*Saved entries*
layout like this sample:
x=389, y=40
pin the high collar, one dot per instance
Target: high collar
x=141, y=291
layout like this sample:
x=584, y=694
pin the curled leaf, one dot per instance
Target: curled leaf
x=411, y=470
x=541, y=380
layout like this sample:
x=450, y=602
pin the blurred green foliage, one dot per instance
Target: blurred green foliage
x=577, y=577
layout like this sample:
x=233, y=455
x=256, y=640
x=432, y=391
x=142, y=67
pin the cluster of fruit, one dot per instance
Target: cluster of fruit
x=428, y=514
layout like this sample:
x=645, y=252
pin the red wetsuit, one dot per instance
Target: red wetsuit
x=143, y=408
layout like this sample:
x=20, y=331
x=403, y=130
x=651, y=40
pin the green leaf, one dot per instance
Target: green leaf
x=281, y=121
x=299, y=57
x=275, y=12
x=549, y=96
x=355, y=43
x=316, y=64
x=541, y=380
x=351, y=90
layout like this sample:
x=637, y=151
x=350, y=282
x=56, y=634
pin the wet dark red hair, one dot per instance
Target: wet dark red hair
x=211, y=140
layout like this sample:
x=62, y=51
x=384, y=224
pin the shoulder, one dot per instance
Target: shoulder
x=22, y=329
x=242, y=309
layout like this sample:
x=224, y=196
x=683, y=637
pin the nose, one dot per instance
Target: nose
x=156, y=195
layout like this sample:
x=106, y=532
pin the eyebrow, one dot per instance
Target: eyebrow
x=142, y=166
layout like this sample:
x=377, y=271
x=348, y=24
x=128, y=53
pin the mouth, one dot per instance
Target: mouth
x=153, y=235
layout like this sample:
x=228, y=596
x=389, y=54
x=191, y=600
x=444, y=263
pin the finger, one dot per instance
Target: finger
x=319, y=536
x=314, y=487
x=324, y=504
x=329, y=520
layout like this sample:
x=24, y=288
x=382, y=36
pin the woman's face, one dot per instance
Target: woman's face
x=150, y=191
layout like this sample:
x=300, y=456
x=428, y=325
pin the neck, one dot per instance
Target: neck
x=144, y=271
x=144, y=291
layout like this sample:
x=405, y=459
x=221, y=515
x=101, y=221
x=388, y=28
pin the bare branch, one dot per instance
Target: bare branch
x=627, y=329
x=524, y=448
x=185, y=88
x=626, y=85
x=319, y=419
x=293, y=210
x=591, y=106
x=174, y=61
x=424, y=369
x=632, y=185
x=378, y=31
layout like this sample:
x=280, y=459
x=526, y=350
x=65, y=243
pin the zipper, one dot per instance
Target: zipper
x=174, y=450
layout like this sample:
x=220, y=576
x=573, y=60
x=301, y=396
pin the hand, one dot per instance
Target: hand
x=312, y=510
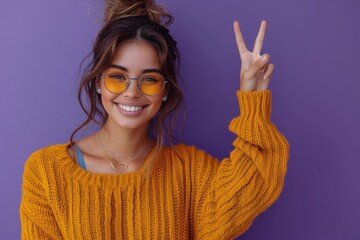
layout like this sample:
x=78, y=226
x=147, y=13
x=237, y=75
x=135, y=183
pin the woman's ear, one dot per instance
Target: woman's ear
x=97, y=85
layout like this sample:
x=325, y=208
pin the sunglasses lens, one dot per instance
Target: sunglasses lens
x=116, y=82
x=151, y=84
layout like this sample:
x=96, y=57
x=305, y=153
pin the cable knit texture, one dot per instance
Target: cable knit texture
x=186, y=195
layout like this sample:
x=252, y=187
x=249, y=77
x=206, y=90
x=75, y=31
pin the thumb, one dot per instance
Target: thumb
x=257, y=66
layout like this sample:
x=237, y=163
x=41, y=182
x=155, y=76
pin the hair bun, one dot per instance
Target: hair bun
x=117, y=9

*HOW TO COMPLETE THIS TASK*
Above are the records; copy exactly the lines from the line with "pin the eyebrow, one dot per instance" through the line with "x=65, y=243", both included.

*RESPONSE BOX*
pin the eyebrow, one dot per instance
Target: eyebrow
x=142, y=166
layout like this sample:
x=377, y=271
x=348, y=24
x=128, y=53
pin the mouth, one dot per instance
Target: mouth
x=153, y=235
layout like this sample:
x=228, y=596
x=389, y=54
x=191, y=600
x=444, y=263
pin the finger, one dot per instance
Target: finger
x=319, y=536
x=314, y=487
x=324, y=504
x=329, y=520
layout like this sample:
x=24, y=288
x=382, y=36
pin the woman's face, one dot per instance
Target: woman's face
x=150, y=191
layout like this sample:
x=300, y=456
x=428, y=325
pin the neck, one dot per instance
Target: neck
x=144, y=271
x=144, y=291
layout like this sample:
x=405, y=459
x=221, y=515
x=101, y=221
x=388, y=28
pin the bare branch, one dot per instance
Target: bare branch
x=627, y=329
x=524, y=448
x=185, y=88
x=626, y=85
x=319, y=419
x=293, y=210
x=591, y=106
x=174, y=61
x=424, y=369
x=632, y=185
x=378, y=31
layout like this sample:
x=280, y=459
x=526, y=350
x=65, y=243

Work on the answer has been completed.